> [Source passage]:
Using more formal terms, a statistical model obtained by testing a group of objects and retaining only the average value of the endpoint variable and its standard deviation (SD) is parameter-free. Classical statistical science deals with objects such as coins or dice, and it is (correctly) assumed that all objects are practically identical. Therefore, when tested, they exhibit different outcomes randomly, without a bias. Subjects of medical trials are never identical; on the contrary, it is required that the trial population has a distribution of APCs that is representative of the target population. However, since the outcomes are averaged over all subjects, any existing bias due to APC variability cancels out. This creates a parameter-free model that is valid for a group with the same distribution of APCs, but that may not be accurate for a subgroup with a narrow distribution of APCs (e.g., females of the same age), or for a single patient. If the APCs do not correlate with the outcomes of the trial, then the outcome variability is truly random, and the parameter-free model is correct. Note that this would not be a typical situation, and then the absence of correlation should be proven statistically, just as the statistical significance of efficacy is routinely proven. However, if such a correlation exists but it is ignored, then a systematic bias is, in effect, misinterpreted as random variation. In that case, not only a single patient but also any subgroup with different distribution of APCs may demonstrate an uncompensated bias.

As a simple example, imagine a large set of asymmetric dice with a broad distribution of randomly distorted shapes. If you throw all dice together and count the outcomes 1 to 6, you may find that they have equal probabilities, just like in a set of perfectly shaped dice. However, every single asymmetric die, when thrown alone, would show a systematic bias toward some outcomes. This behavior is only hidden in a group with a specific distribution of shapes. A group-based frequency of an outcome can only be interpreted as the probability of a random event if all objects in the group are identical.

2.6 Clinical trial data interpretation via parameter-free vs. multivariable models

Consider a hypothetical clinical study that recorded forced expiratory volume in one second (FEV₁) in 500 asthma patients aged 25–75. Suppose that the only recorded APC was age, and that the efficacy is demonstrated for all age groups. We will compare possible reports of the study results analyzed within two paradigms discussed above. The data were randomly generated for the purpose of this demonstration to be normally distributed around the mean, which is a linear function of age.

> [The data]:

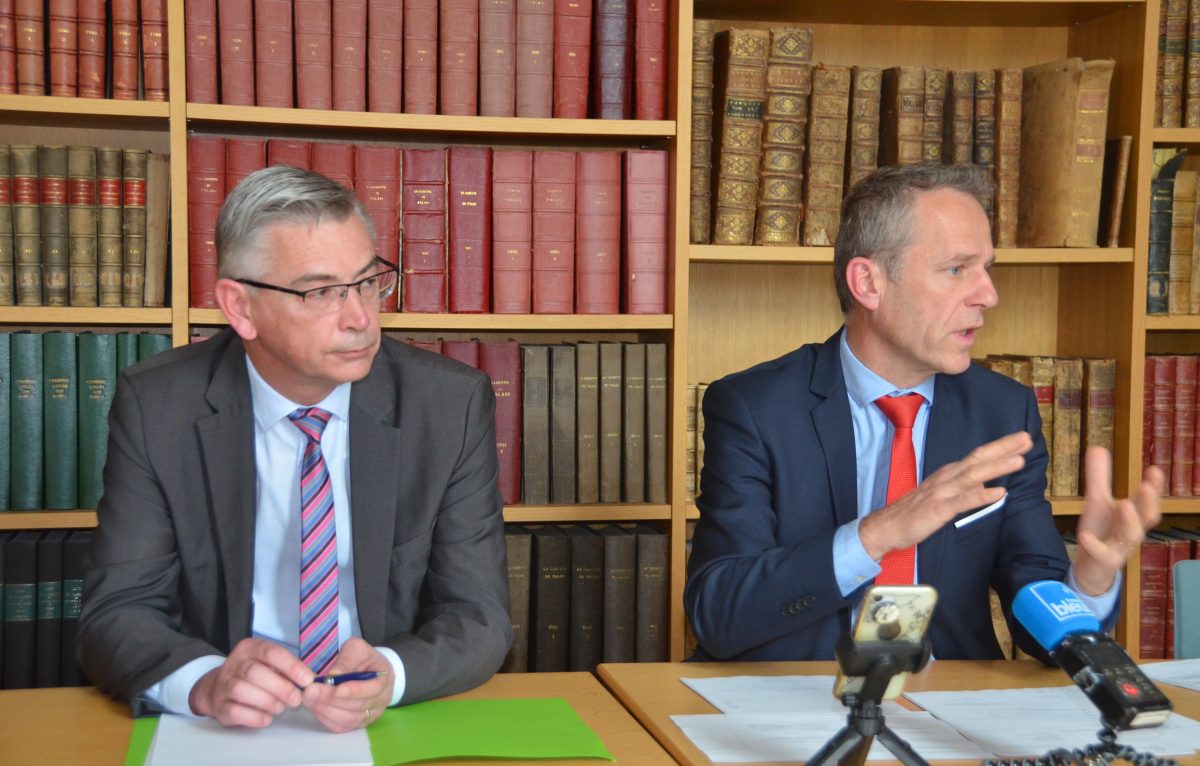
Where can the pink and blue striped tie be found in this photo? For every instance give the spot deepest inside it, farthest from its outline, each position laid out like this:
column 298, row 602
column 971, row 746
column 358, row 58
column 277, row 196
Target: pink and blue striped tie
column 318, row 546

...

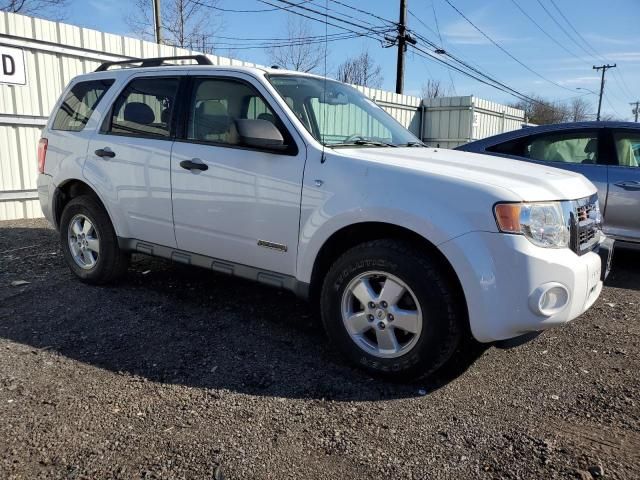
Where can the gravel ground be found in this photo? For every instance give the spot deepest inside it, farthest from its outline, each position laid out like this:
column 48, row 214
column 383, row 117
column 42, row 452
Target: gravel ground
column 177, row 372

* * *

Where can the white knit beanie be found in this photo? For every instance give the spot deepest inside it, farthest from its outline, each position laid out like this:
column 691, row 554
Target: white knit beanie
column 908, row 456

> [Required tasks]:
1. Answer these questions from the passage on parameter-free models, one line each:
(a) What kinds of objects does classical statistical science deal with?
(b) What would every single asymmetric die show when thrown alone?
(c) In how many asthma patients did the hypothetical study record FEV₁?
2. Say whether each statement agrees with the passage on parameter-free models. Give yes or no and quote the deciding words.
(a) Subjects of medical trials are required to be identical.
(b) The hypothetical study recorded several APCs besides age.
(c) The data for the hypothetical study were randomly generated.
3. Print the part of the passage on parameter-free models between "Consider a hypothetical" and "function of age.", inclusive.

> [Solved tasks]:
1.
(a) Coins or dice.
(b) A systematic bias toward some outcomes.
(c) 500.

2.
(a) No: "Subjects of medical trials are never identical"
(b) No: "Suppose that the only recorded APC was age"
(c) Yes: "The data were randomly generated for the purpose of this demonstration"

3.
Consider a hypothetical clinical study that recorded forced expiratory volume in one second (FEV₁) in 500 asthma patients aged 25–75. Suppose that the only recorded APC was age, and that the efficacy is demonstrated for all age groups. We will compare possible reports of the study results analyzed within two paradigms discussed above. The data were randomly generated for the purpose of this demonstration to be normally distributed around the mean, which is a linear function of age.